Look through the entries below and report how many lines hold the string "license". Only the number is wanted.

§

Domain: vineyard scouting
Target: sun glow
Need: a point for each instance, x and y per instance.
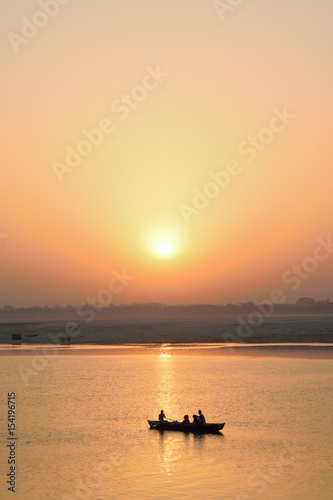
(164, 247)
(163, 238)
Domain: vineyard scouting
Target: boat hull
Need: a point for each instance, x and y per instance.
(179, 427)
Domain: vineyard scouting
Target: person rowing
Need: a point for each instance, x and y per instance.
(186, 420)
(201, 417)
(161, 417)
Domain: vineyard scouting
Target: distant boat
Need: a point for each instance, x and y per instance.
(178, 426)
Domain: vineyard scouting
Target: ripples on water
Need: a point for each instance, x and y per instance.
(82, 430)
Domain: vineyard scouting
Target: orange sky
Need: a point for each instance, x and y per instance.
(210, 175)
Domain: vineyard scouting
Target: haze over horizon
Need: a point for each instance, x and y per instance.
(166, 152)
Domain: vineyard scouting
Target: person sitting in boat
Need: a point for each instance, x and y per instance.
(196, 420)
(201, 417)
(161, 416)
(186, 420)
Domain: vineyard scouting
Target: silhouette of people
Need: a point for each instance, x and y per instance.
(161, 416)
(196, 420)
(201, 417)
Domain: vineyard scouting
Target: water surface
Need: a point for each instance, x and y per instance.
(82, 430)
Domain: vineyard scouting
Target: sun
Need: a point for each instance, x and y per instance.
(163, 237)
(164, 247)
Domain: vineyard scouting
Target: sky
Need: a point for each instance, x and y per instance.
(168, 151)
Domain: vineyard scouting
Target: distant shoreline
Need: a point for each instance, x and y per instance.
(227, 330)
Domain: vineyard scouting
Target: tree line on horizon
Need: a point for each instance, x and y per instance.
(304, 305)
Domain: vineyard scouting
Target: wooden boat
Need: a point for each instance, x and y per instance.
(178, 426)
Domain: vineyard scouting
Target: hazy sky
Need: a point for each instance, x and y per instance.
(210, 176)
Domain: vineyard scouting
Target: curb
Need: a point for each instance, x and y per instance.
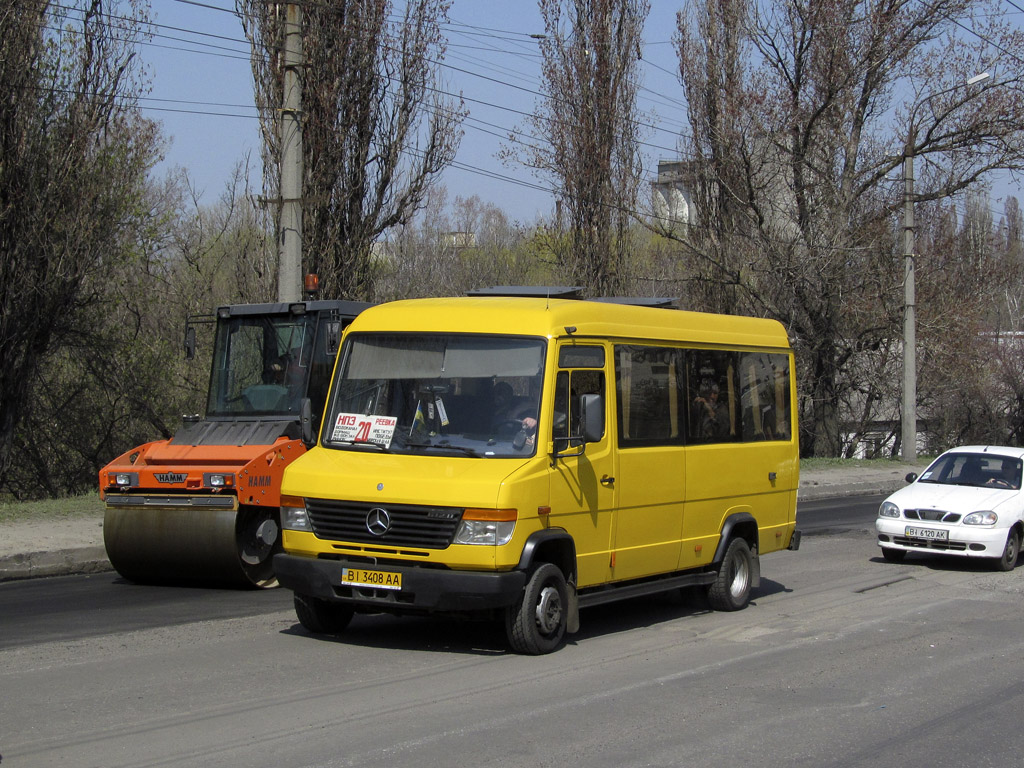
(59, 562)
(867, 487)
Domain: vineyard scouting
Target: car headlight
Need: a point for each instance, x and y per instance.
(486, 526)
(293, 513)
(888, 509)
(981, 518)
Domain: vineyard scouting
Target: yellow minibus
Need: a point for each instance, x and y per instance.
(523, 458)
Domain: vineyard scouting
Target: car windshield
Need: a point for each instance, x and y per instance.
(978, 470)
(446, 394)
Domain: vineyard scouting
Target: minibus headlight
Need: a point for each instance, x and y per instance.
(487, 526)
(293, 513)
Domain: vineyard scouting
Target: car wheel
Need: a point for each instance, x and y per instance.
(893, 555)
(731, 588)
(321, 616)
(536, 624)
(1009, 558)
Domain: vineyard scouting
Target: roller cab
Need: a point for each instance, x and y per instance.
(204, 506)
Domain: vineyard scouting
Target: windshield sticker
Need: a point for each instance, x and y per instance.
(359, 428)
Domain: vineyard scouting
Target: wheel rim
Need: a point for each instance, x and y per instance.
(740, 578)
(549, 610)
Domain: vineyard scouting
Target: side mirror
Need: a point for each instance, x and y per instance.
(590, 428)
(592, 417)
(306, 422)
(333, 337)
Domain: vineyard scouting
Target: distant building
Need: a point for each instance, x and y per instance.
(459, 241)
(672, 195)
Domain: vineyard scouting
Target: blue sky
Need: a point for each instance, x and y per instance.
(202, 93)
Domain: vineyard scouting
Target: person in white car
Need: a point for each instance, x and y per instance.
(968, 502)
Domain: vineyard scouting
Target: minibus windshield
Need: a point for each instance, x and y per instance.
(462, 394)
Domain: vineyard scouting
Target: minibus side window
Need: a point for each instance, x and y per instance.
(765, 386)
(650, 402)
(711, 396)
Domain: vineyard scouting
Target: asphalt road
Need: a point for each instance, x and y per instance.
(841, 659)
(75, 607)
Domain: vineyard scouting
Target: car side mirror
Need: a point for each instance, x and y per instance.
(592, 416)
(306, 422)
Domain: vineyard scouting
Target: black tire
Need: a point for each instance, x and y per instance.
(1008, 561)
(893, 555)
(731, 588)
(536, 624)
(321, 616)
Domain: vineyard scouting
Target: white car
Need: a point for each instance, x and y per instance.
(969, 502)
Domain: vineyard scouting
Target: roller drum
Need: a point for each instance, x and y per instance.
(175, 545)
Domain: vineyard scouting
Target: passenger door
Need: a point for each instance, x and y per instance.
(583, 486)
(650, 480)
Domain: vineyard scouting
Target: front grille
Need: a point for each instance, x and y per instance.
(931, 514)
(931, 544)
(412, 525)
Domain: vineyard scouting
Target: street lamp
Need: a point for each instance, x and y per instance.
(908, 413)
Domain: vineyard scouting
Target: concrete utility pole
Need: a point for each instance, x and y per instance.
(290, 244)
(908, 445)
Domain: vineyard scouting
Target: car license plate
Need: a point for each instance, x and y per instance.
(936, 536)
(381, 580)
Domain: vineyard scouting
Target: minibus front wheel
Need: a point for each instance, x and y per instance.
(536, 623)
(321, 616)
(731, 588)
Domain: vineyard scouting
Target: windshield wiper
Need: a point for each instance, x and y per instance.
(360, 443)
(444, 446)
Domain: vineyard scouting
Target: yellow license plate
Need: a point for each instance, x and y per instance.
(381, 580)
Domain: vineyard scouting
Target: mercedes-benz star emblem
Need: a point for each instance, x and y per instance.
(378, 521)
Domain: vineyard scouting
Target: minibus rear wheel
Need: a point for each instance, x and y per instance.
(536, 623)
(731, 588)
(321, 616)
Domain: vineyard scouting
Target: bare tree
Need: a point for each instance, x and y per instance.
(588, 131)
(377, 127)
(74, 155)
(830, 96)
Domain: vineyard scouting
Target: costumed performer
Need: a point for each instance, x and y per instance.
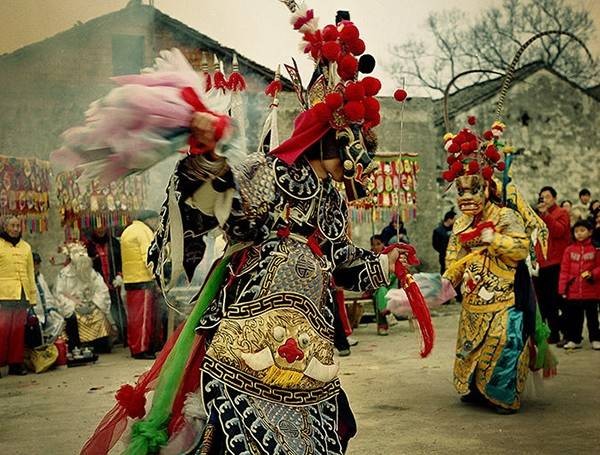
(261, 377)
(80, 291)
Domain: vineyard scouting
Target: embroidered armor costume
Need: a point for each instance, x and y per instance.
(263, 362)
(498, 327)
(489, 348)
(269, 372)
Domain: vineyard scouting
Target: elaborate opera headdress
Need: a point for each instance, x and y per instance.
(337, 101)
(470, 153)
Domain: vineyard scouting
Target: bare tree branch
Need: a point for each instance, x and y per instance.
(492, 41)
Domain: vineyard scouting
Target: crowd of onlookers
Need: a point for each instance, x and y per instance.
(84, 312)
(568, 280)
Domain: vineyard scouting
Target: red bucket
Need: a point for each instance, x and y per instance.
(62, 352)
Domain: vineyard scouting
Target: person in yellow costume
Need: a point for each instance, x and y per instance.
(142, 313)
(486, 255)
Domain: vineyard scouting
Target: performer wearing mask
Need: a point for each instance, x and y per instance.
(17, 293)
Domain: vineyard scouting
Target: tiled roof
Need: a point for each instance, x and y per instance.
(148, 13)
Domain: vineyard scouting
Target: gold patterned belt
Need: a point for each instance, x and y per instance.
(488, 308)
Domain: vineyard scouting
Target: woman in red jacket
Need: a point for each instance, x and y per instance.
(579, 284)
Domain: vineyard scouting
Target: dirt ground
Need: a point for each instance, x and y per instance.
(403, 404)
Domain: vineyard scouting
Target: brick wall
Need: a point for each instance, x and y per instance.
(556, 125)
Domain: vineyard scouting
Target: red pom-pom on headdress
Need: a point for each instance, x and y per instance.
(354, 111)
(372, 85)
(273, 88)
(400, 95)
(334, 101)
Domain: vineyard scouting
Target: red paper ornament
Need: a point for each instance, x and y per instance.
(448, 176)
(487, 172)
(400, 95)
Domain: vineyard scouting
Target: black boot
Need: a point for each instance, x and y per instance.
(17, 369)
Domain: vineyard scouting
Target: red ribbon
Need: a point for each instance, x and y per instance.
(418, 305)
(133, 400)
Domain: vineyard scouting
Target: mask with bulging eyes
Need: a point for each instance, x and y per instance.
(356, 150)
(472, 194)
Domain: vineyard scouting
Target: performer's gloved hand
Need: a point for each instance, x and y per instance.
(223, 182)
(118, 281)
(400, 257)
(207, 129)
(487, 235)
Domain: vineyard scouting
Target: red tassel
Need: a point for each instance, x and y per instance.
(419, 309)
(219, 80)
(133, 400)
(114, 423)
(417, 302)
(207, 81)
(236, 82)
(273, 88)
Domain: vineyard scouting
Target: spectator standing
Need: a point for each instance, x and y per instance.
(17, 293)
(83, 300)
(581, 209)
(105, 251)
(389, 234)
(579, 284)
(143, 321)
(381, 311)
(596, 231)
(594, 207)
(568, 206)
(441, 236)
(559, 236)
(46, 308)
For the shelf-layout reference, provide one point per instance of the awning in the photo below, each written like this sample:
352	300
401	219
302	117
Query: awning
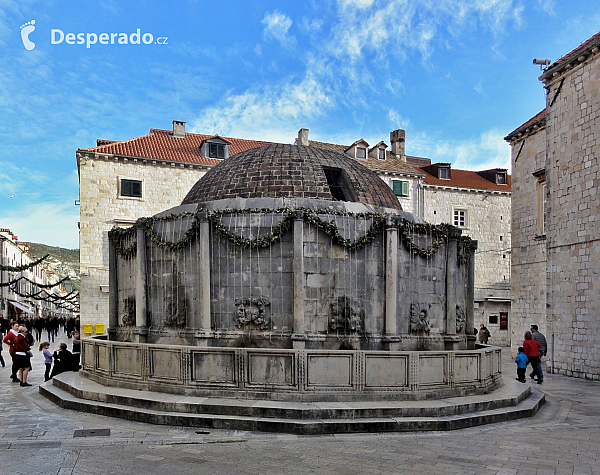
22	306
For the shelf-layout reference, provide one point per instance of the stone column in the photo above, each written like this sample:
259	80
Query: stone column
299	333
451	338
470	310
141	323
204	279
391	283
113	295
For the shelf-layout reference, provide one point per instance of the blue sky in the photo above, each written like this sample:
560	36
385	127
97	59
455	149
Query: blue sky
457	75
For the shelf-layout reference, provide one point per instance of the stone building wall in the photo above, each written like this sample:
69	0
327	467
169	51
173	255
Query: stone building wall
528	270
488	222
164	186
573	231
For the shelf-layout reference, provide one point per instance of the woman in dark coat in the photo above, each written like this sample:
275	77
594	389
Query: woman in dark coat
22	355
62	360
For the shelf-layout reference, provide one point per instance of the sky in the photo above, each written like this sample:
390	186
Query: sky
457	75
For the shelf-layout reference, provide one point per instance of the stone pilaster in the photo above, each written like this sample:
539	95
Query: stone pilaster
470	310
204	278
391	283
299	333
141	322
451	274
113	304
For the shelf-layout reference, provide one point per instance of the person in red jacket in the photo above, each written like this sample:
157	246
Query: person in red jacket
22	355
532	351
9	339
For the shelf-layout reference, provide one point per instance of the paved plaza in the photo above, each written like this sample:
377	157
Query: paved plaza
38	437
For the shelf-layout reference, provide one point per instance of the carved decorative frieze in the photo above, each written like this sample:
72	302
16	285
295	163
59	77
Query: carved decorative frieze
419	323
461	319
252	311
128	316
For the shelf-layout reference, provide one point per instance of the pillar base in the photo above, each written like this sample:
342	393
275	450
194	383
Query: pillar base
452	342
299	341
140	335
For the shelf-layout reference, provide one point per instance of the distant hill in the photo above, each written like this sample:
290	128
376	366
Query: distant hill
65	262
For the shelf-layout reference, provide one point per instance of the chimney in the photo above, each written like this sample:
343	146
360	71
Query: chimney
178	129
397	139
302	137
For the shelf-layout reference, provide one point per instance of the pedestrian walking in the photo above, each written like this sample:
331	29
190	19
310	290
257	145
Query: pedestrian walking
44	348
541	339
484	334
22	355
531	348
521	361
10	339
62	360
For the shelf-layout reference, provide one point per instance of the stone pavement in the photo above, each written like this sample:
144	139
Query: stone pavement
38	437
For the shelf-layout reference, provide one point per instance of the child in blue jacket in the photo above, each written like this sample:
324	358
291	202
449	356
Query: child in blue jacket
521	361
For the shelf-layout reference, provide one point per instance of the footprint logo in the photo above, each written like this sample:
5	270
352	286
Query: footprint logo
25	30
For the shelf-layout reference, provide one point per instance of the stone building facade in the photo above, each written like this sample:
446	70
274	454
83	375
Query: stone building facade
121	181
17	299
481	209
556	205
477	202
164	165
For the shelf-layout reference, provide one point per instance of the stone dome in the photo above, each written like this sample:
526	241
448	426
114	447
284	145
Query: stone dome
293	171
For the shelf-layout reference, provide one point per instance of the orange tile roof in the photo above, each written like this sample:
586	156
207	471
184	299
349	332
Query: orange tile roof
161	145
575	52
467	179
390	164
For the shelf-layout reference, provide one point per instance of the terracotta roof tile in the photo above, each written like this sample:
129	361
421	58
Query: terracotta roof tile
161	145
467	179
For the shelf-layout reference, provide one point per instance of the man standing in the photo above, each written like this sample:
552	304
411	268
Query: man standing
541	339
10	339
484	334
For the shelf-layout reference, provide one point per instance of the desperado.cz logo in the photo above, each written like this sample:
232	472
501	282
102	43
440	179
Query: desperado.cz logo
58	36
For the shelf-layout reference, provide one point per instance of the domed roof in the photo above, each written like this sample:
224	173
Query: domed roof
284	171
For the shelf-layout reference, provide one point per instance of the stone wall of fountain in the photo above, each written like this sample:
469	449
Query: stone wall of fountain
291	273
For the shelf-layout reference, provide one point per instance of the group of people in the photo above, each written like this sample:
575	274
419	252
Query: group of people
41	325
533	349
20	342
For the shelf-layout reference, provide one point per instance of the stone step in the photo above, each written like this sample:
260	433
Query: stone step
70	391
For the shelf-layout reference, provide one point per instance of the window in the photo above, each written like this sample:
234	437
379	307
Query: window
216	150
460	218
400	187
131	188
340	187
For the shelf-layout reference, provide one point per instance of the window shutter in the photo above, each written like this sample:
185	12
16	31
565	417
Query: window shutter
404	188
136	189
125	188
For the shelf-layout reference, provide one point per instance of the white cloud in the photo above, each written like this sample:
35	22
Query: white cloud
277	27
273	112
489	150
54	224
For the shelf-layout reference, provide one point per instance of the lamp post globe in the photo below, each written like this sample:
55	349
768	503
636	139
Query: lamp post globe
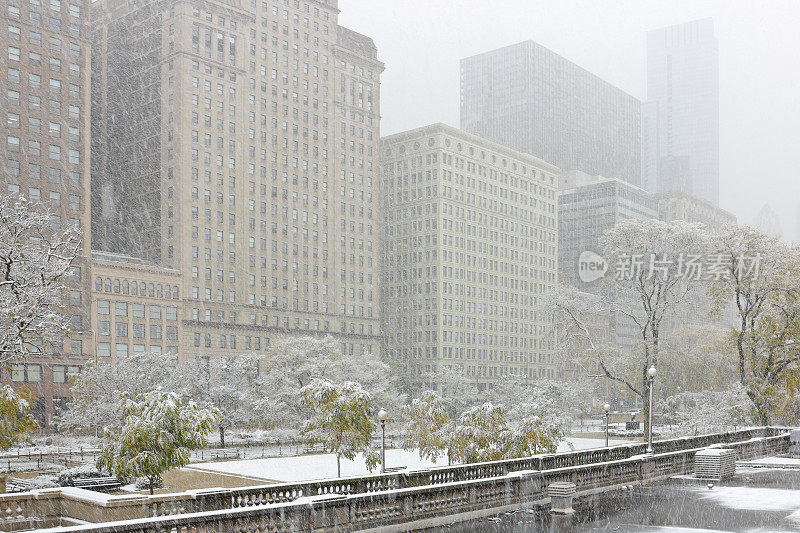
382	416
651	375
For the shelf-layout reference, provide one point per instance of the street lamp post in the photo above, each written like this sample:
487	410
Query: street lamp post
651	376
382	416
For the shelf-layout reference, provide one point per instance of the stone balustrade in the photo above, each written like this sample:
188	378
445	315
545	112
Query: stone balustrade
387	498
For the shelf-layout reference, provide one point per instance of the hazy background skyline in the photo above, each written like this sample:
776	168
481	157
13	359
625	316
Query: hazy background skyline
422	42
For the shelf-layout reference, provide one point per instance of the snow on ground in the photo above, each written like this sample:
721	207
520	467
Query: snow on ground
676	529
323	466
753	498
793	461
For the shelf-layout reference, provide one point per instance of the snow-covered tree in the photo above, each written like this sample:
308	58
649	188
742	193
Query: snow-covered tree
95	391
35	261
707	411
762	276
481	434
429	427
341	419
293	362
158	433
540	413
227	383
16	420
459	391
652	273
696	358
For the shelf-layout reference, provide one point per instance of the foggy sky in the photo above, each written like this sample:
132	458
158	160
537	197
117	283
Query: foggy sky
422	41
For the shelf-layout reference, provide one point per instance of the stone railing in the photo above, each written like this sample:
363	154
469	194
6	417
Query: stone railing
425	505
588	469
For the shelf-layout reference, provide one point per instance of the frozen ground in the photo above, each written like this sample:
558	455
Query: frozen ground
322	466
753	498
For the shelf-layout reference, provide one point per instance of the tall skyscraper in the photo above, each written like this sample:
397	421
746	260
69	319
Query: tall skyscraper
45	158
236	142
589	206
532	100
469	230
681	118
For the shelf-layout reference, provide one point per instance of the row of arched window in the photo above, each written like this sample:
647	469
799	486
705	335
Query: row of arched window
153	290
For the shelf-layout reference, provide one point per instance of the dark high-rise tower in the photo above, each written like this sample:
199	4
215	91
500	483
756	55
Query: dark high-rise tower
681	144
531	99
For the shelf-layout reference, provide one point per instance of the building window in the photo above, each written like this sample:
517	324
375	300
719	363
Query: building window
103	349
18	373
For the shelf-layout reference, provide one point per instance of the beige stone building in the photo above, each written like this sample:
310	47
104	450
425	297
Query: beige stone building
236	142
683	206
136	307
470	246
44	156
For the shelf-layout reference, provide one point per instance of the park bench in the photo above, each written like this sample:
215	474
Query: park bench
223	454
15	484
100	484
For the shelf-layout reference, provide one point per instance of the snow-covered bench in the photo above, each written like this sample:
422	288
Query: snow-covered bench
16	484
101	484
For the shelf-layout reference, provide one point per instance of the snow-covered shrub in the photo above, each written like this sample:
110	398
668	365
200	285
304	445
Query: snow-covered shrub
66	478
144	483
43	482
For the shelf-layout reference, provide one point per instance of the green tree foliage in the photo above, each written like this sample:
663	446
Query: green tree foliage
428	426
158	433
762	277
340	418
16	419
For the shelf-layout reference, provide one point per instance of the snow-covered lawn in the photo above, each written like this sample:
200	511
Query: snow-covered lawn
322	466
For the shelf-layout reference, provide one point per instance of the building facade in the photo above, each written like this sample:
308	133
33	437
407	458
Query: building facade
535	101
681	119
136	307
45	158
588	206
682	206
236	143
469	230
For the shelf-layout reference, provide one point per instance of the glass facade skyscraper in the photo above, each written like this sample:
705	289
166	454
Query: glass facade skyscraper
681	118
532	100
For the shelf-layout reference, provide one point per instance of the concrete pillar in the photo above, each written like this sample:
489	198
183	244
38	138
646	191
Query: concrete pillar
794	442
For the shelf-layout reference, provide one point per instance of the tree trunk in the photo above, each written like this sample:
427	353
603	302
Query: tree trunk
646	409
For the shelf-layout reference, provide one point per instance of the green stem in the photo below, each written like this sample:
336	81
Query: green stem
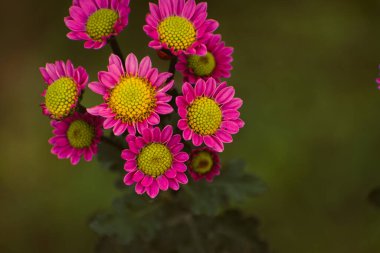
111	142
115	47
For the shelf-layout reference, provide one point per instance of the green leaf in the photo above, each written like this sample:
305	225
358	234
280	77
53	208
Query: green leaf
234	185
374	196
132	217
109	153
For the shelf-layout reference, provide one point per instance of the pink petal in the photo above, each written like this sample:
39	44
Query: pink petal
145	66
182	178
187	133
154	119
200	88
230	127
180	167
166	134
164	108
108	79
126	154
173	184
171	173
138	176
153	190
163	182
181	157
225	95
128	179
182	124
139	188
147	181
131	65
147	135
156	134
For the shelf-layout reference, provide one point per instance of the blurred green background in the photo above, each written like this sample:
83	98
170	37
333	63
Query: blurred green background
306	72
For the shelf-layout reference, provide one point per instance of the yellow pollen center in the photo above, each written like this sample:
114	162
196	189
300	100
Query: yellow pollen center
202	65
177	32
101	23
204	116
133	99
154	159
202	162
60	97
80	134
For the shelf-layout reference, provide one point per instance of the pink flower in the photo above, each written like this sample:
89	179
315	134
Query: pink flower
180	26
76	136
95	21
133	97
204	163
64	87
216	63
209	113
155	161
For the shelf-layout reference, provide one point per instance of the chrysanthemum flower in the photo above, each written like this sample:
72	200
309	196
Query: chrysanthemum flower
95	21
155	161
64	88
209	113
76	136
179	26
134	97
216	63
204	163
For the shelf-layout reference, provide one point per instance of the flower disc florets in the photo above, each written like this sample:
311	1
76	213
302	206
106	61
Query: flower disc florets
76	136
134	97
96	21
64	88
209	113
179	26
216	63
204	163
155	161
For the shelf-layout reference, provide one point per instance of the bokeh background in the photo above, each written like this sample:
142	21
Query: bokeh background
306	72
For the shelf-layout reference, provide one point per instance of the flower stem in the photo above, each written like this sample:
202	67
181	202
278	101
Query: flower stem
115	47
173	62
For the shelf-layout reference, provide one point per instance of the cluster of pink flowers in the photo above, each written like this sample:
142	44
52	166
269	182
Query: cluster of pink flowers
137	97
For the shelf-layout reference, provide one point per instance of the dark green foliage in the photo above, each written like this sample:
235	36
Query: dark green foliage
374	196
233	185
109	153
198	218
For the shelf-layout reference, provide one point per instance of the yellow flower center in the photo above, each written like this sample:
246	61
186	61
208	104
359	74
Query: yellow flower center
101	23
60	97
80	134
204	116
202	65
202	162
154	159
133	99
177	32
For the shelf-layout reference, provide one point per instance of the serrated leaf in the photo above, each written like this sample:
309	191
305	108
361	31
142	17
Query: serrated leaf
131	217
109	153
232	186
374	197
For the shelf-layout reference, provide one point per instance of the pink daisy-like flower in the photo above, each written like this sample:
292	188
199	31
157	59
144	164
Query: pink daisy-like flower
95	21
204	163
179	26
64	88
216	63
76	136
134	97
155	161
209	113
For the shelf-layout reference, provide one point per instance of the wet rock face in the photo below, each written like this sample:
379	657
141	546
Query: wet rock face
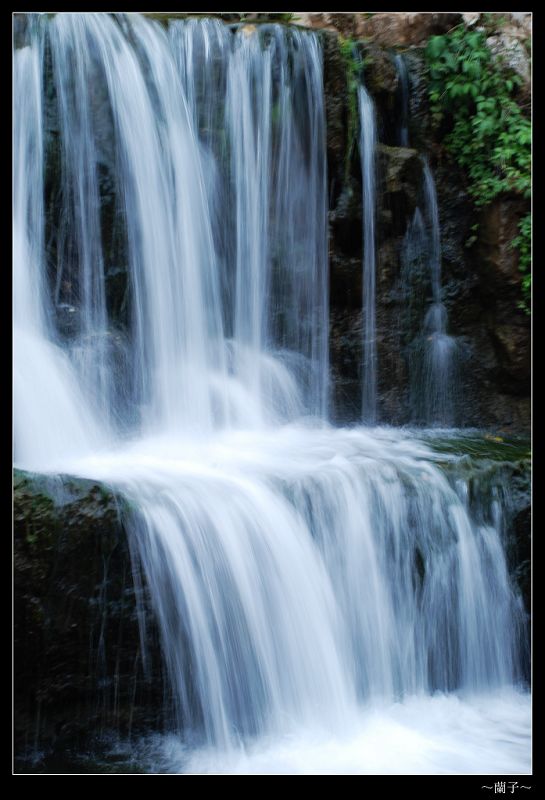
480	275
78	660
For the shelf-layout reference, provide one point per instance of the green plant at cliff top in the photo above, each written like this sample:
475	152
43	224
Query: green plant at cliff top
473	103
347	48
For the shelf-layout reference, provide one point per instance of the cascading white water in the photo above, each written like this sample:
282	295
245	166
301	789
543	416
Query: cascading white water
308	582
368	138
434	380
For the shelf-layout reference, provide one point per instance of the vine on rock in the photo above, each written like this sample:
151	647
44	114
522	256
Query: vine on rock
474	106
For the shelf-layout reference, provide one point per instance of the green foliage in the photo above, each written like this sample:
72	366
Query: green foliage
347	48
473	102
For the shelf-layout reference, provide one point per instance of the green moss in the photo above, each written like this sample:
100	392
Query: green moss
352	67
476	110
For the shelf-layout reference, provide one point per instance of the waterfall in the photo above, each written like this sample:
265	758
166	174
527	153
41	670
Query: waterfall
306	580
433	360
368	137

§

Answer box - 2